§ WORK TO DO:
Give every line of the records below as a JSON list of strings, one string per line, leaving out blank lines and the pictures.

§ MATERIALS PROVIDED:
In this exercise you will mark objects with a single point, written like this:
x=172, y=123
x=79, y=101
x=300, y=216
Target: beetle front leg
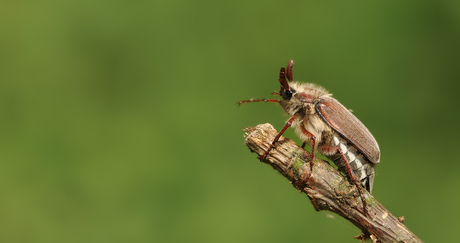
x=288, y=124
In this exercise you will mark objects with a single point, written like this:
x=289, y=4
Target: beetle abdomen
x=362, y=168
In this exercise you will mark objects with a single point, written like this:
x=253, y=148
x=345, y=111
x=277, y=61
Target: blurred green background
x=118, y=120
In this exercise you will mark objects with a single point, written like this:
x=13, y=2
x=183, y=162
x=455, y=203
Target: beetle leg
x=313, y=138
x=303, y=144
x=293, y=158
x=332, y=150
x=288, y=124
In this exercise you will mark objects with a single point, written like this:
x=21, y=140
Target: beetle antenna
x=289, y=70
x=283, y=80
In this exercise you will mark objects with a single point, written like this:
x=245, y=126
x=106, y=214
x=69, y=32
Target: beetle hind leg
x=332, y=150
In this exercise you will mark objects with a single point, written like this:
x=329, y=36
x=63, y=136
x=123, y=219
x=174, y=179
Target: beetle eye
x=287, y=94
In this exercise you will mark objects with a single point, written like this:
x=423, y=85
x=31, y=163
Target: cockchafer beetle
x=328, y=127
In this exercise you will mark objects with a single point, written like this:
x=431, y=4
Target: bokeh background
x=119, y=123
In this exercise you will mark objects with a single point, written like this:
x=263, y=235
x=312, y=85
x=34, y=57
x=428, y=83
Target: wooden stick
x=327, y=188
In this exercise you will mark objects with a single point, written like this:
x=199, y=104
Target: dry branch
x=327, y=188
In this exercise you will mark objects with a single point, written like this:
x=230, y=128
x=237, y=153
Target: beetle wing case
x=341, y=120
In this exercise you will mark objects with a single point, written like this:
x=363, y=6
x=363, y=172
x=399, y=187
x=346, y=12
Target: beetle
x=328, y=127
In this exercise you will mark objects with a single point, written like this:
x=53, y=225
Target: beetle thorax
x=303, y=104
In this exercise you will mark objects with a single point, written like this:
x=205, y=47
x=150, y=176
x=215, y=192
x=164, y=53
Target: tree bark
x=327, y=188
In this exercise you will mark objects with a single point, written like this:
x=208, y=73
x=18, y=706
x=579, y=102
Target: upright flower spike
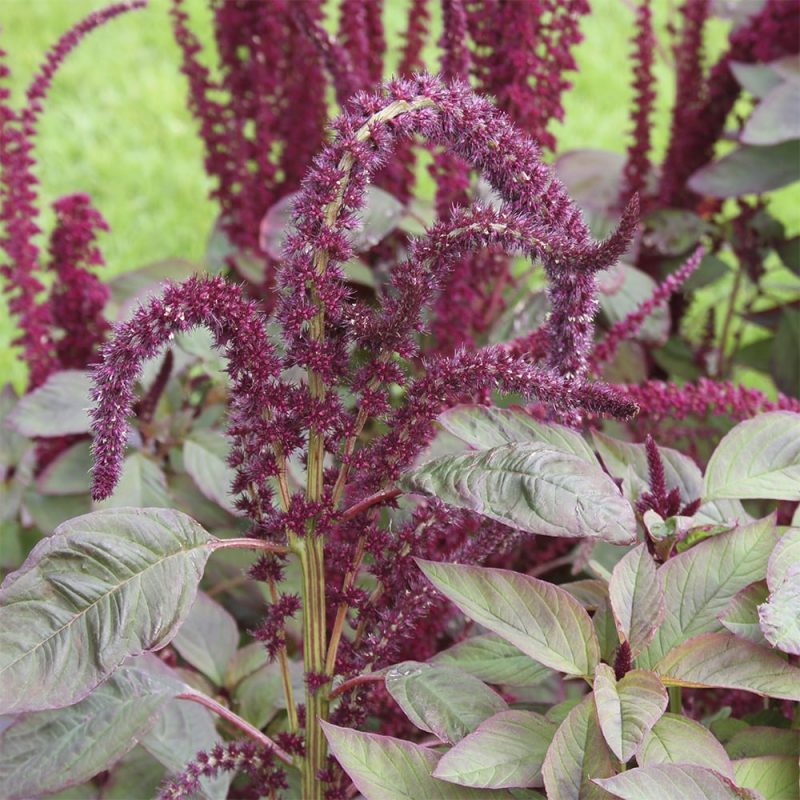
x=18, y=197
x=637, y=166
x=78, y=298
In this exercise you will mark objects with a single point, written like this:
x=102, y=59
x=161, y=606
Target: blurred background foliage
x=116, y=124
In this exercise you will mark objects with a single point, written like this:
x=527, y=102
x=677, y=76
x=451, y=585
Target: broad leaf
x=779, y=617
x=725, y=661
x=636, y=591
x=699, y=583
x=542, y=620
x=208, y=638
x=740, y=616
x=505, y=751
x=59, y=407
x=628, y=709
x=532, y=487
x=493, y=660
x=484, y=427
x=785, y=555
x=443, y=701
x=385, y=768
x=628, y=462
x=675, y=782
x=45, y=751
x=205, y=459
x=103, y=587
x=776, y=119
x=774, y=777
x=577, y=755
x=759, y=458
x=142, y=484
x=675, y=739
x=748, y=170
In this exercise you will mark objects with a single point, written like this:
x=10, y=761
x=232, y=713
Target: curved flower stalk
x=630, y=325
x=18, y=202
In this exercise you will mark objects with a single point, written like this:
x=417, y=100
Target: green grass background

§ PROBLEM SOLUTION:
[
  "In this exercise you will mark objects with a single point, written like this:",
  "x=172, y=123",
  "x=79, y=101",
  "x=300, y=216",
  "Target: beetle front leg",
  "x=288, y=124",
  "In this exercise you will mark objects with a single point, written like this:",
  "x=289, y=4",
  "Target: beetle abdomen",
  "x=362, y=168",
  "In this exercise you will mark objects with a single point, written like this:",
  "x=253, y=148",
  "x=345, y=111",
  "x=277, y=61",
  "Target: blurred green background",
  "x=118, y=120",
  "In this exercise you will mark objects with a single point, written like this:",
  "x=13, y=2",
  "x=183, y=162",
  "x=455, y=203",
  "Target: beetle leg",
  "x=313, y=138",
  "x=303, y=144",
  "x=293, y=158",
  "x=332, y=150",
  "x=288, y=124",
  "In this exercise you will mark objects with a single point, written like this:",
  "x=21, y=140",
  "Target: beetle antenna",
  "x=289, y=70",
  "x=283, y=80",
  "In this exercise you will mark objects with a single point, written like this:",
  "x=245, y=126",
  "x=106, y=214",
  "x=69, y=32",
  "Target: beetle hind leg",
  "x=332, y=150",
  "In this exercise you will mark objects with a single point, written like this:",
  "x=329, y=36",
  "x=63, y=136",
  "x=123, y=219",
  "x=174, y=179",
  "Target: beetle eye",
  "x=287, y=94",
  "In this exercise you will mark objects with a single point, written like this:",
  "x=423, y=85",
  "x=31, y=163",
  "Target: cockchafer beetle",
  "x=328, y=127",
  "In this exercise you will mark objects with a single point, written like this:",
  "x=431, y=4",
  "Target: bokeh background",
  "x=119, y=123",
  "In this exercise you will mark objects with a single point, written like this:",
  "x=263, y=235",
  "x=312, y=85",
  "x=34, y=57",
  "x=428, y=83",
  "Target: wooden stick",
  "x=327, y=188",
  "In this exercise you will mark objects with a single point, written like this:",
  "x=199, y=104",
  "Target: dry branch",
  "x=327, y=188",
  "In this exercise you will mark objects with a single point, written like this:",
  "x=230, y=128",
  "x=237, y=153",
  "Target: beetle wing case",
  "x=341, y=120",
  "In this exercise you will mark objects with a single point, written like this:",
  "x=363, y=6",
  "x=363, y=172",
  "x=399, y=187",
  "x=346, y=12",
  "Target: beetle",
  "x=328, y=127",
  "In this exercise you will mark objects with a single point, written like this:",
  "x=53, y=225",
  "Target: beetle thorax",
  "x=303, y=104",
  "In this exercise you will mark objects with a single point, written like this:",
  "x=205, y=47",
  "x=150, y=176",
  "x=215, y=192",
  "x=164, y=53",
  "Target: tree bark",
  "x=327, y=188",
  "In this exercise you will mark objects with a single point, written like this:",
  "x=208, y=73",
  "x=18, y=706",
  "x=579, y=102",
  "Target: upright flower spike",
  "x=18, y=197",
  "x=637, y=166",
  "x=78, y=298",
  "In this exercise you will mark objects with a single point, written like this:",
  "x=102, y=59",
  "x=161, y=606",
  "Target: blurred background foliage",
  "x=116, y=124",
  "In this exercise you will mark objects with a single point, written like this:",
  "x=527, y=102",
  "x=677, y=76",
  "x=451, y=585",
  "Target: broad leaf",
  "x=779, y=617",
  "x=725, y=661",
  "x=636, y=591",
  "x=699, y=583",
  "x=542, y=620",
  "x=208, y=638",
  "x=740, y=616",
  "x=505, y=751",
  "x=59, y=407",
  "x=628, y=709",
  "x=532, y=487",
  "x=493, y=660",
  "x=484, y=427",
  "x=785, y=555",
  "x=443, y=701",
  "x=385, y=768",
  "x=628, y=462",
  "x=675, y=782",
  "x=45, y=751",
  "x=205, y=459",
  "x=103, y=587",
  "x=776, y=119",
  "x=774, y=777",
  "x=577, y=755",
  "x=759, y=458",
  "x=142, y=484",
  "x=675, y=739",
  "x=748, y=170",
  "In this exercise you will mark objects with a single point, written like this:",
  "x=10, y=761",
  "x=232, y=713",
  "Target: curved flower stalk",
  "x=630, y=325",
  "x=18, y=202",
  "In this exercise you will mark objects with a single point, written like this:",
  "x=417, y=100",
  "Target: green grass background"
]